-------- Excerpt to read

British Indian conceptual artist (born 1962)

Sutapa Biswas (born 28 November 1962) is a British Indian conceptual artist, who works across a range of media including painting, drawing, film and time-based media.

==Early life==
She was born a Mahishya family in Shantiniketan, West Bengal, India, in 1962. At the age of four, she moved to London, England, with her family, and grew up in Southall. Between 1981 and 1985, she studied at the University of Leeds for her BFA. She then studied art the Slade School of Art in London from 1988 to 1990. From 1996 to 1998, Biswas studied at the Royal College of Art.

----------------
-------- Given records

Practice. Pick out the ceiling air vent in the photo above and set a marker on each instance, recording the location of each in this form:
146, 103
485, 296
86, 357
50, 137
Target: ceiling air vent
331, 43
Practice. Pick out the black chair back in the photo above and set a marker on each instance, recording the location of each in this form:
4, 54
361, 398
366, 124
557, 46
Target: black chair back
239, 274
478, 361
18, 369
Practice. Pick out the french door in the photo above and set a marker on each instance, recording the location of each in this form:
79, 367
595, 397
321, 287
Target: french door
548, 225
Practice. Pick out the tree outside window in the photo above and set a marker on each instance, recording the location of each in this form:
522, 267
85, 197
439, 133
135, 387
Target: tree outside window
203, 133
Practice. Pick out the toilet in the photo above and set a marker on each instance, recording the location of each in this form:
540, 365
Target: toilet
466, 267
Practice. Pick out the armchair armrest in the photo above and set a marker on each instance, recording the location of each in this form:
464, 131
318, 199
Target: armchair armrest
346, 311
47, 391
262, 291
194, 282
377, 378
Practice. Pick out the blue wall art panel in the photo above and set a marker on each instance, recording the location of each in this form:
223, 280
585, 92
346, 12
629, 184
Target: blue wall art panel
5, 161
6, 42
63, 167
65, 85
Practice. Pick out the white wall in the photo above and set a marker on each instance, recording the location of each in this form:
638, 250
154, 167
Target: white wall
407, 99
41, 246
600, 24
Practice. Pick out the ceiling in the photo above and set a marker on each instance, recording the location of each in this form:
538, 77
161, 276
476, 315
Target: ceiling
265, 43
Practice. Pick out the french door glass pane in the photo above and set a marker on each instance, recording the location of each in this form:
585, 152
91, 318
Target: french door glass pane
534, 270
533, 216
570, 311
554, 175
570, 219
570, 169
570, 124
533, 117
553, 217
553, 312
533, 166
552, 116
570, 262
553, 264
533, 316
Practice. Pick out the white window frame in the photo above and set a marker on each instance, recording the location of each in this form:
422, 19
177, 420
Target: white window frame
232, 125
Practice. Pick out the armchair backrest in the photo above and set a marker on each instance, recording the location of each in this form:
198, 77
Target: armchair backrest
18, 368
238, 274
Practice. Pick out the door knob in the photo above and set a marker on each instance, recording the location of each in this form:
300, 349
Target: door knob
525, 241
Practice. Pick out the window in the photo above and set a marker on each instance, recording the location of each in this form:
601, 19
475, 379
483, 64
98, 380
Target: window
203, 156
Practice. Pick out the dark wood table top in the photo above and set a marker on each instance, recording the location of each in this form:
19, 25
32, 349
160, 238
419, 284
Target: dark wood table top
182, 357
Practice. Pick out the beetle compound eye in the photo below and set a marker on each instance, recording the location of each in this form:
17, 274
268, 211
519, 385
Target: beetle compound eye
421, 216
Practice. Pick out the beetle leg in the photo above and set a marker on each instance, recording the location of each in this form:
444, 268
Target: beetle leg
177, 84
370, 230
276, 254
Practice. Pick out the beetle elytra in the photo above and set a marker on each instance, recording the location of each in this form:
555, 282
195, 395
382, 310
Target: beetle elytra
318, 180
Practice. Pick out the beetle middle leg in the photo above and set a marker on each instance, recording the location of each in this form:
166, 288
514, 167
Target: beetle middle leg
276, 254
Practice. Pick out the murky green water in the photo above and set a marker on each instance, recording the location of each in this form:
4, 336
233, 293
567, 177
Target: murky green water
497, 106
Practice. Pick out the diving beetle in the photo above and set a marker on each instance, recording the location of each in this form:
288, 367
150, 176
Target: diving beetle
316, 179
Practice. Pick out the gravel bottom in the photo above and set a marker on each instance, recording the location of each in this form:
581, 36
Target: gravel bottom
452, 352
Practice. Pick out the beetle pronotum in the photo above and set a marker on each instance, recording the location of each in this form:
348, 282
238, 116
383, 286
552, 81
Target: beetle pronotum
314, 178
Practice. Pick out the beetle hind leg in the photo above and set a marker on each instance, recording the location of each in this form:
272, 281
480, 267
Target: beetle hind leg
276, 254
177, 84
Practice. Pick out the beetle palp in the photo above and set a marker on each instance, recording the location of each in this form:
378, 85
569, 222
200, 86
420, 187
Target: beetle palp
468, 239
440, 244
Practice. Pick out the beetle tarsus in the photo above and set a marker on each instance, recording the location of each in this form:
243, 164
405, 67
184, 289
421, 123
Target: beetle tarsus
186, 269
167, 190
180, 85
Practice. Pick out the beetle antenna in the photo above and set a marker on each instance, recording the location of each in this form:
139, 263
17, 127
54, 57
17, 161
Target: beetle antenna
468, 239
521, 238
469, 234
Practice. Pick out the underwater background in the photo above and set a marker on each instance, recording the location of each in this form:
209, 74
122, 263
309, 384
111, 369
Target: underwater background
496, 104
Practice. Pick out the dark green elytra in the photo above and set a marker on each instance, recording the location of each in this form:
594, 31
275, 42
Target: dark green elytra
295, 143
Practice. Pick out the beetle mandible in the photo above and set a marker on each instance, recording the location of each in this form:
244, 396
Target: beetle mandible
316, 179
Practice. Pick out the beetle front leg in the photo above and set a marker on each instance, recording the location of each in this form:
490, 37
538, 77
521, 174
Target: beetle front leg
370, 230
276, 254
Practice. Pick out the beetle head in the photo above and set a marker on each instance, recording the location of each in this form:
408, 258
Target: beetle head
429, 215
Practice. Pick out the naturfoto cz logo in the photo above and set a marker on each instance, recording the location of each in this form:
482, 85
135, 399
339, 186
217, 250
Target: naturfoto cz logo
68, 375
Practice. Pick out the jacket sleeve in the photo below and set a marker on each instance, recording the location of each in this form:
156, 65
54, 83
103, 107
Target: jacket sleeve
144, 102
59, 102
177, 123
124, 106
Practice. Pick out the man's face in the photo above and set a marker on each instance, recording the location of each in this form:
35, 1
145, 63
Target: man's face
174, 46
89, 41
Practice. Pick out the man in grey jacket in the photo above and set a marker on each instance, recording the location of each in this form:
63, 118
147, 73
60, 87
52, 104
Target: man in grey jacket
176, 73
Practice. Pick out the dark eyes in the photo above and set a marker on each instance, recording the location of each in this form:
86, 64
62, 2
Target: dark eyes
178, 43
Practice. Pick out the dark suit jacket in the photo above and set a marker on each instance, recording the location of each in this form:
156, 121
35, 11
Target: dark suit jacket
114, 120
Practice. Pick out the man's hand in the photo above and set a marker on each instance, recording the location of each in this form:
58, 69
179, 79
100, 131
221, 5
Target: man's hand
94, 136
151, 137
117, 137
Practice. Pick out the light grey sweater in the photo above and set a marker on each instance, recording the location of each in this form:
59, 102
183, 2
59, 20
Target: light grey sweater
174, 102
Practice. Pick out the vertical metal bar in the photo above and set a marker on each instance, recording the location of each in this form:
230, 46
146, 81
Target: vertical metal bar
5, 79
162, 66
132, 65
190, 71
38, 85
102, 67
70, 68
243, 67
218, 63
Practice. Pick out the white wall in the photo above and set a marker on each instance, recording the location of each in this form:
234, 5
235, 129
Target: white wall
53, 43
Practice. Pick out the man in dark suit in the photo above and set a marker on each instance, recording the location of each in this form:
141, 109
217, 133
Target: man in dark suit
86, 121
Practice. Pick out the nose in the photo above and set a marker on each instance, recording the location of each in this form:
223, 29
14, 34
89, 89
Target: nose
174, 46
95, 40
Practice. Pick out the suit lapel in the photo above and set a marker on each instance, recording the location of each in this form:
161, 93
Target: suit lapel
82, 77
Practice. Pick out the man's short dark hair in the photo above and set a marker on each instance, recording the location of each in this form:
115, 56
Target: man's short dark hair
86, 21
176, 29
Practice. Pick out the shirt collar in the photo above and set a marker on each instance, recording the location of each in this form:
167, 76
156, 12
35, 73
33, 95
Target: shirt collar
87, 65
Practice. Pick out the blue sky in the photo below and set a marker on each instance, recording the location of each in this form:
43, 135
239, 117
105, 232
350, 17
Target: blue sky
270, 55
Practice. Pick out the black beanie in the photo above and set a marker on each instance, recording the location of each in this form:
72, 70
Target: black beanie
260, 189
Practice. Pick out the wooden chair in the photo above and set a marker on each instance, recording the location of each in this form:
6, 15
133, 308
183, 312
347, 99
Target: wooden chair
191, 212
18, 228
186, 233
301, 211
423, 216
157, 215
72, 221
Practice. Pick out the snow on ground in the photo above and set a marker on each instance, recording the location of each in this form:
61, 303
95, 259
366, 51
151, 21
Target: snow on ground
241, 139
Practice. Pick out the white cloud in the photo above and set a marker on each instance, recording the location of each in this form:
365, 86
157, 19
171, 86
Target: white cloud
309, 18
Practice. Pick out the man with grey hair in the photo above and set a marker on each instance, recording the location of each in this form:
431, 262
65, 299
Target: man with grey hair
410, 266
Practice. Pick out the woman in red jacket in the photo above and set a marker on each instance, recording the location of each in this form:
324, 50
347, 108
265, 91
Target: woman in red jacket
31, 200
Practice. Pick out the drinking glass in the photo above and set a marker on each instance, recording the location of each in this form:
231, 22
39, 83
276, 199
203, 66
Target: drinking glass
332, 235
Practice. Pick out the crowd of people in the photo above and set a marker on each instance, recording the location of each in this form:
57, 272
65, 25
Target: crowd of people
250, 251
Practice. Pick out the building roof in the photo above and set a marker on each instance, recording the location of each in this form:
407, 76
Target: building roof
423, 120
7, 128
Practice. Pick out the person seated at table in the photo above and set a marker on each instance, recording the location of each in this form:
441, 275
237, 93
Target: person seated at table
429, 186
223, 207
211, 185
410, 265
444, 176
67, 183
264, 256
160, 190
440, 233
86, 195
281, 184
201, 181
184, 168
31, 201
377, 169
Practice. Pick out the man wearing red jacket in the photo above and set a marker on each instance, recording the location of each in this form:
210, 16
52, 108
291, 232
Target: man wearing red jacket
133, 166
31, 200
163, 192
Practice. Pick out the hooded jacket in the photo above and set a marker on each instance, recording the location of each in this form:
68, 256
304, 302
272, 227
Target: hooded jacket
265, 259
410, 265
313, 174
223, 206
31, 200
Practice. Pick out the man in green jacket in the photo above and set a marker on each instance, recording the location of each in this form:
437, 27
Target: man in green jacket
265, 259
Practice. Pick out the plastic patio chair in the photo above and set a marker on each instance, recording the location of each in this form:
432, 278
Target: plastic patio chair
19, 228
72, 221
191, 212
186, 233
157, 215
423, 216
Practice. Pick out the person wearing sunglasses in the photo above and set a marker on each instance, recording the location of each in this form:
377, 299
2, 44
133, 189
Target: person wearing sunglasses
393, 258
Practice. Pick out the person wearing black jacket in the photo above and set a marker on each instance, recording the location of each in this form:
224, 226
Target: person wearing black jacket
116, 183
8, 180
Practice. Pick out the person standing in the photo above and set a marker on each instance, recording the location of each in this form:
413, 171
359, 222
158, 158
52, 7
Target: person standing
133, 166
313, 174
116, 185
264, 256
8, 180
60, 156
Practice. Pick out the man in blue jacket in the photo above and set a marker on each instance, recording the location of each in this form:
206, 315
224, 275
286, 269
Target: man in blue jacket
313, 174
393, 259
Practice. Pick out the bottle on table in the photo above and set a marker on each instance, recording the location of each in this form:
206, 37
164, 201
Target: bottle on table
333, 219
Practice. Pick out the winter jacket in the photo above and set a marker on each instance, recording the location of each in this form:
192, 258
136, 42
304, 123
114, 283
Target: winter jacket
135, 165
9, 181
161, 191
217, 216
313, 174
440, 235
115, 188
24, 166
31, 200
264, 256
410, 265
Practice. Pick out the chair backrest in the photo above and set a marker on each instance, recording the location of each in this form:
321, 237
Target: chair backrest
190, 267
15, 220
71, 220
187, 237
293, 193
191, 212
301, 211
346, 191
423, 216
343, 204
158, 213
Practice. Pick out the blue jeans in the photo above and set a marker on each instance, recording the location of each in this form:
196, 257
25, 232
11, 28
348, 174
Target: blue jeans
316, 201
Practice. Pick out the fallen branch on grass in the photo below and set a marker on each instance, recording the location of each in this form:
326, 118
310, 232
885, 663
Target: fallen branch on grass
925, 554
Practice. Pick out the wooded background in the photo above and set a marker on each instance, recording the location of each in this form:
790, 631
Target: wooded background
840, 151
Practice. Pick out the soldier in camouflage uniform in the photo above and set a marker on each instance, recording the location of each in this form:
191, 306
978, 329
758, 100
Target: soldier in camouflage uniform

----------------

■ Task set
a) From the passage about Sutapa Biswas, transcribe the part that begins with the words "Sutapa Biswas (born" and ends with "and time-based media.".
b) Count the lines of the records that contain the string "seated", matching case exactly, and give only the number.

■ List of solutions
a)
Sutapa Biswas (born 28 November 1962) is a British Indian conceptual artist, who works across a range of media including painting, drawing, film and time-based media.

b) 2